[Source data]

^^^^

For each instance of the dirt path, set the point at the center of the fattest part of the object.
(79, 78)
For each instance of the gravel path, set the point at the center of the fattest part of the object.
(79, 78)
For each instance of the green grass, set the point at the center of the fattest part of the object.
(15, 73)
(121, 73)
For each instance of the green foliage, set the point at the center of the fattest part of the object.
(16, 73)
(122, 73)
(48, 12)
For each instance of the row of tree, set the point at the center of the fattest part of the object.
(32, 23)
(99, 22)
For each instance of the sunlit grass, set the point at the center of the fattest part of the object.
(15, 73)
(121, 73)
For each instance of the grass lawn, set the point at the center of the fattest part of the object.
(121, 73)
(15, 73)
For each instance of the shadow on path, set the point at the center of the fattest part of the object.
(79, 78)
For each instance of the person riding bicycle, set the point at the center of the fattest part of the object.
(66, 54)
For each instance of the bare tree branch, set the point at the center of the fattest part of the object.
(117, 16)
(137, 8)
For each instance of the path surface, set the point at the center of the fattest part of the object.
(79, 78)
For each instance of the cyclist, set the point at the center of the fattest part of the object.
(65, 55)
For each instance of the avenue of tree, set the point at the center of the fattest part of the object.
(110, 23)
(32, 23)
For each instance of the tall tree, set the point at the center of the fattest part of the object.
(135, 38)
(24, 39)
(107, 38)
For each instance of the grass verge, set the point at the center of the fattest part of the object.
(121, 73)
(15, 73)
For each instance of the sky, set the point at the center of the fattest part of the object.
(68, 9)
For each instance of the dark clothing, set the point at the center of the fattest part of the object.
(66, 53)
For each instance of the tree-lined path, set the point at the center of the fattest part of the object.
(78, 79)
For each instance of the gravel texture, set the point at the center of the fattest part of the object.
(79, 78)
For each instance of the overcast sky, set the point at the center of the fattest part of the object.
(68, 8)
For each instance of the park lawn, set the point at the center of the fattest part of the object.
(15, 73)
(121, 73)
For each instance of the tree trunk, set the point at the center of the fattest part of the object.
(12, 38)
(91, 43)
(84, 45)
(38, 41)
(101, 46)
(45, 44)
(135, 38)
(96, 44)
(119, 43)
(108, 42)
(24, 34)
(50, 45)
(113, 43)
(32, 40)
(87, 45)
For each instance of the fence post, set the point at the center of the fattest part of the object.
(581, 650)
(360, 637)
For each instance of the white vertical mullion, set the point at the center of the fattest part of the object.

^^^^

Exercise - Can you print all of the entries above again, word for word and in the same order?

Reply -
For each instance of the dirt path, set the point at the center of the fattest part of the object.
(79, 78)
For each instance of the gravel path, set the point at the center of the fattest part of the object.
(79, 78)
For each instance of the green grass, set the point at the center of the fattest part of the object.
(15, 73)
(121, 73)
For each instance of the green foliage, set the point at the center of the fattest part of the object.
(16, 73)
(122, 73)
(48, 12)
For each instance of the row of tree, set the point at the center of the fattest part of the object.
(32, 23)
(99, 22)
For each instance of the sunlit grass, set the point at the center of the fattest part of the object.
(15, 73)
(121, 73)
For each instance of the grass lawn, set the point at the center of the fattest part of the object.
(121, 73)
(15, 73)
For each instance of the shadow on path, set the point at the center of the fattest part of the object.
(79, 78)
For each instance of the person riding bicycle, set the point at the center of the fattest part of the object.
(66, 54)
For each instance of the bare tree branch, set the point at the center of the fattest part of the object.
(117, 16)
(137, 8)
For each instance of the path surface, set the point at the center of the fattest part of the object.
(79, 78)
For each instance of the cyclist, set the point at the center of the fattest part of the object.
(65, 55)
For each instance of the avenue of tree, set the point at the center of the fattest part of the object.
(110, 23)
(32, 23)
For each instance of the tall tree, set the point at the center of the fattest part of the object.
(135, 38)
(24, 39)
(107, 38)
For each instance of the grass verge, set the point at the center of the fattest part of the object.
(121, 73)
(15, 73)
For each instance of the sky, set the point at the center of the fattest part of the object.
(68, 9)
For each instance of the dark clothing, set the point at the center of the fattest part of the object.
(66, 53)
For each instance of the tree-lined path, set the point at the center of the fattest part of the object.
(78, 79)
For each instance of the gravel texture, set the point at the center of the fattest part of the object.
(79, 78)
For each instance of the overcast sky, set the point at the center of the fattest part of the object.
(68, 8)
For each instance of the park lawn, set the point at the center of the fattest part of the object.
(15, 73)
(121, 73)
For each instance of the tree trunk, set the point at the center of the fattest part of the object.
(12, 38)
(91, 43)
(84, 45)
(38, 41)
(101, 46)
(45, 44)
(135, 38)
(96, 44)
(119, 43)
(108, 42)
(24, 34)
(50, 45)
(113, 43)
(32, 40)
(87, 45)
For each instance of the fence post, set the point at the center of the fattest part of the object.
(581, 650)
(360, 637)
For each instance of the white vertical mullion, set the point at the center of the fattest part of the object.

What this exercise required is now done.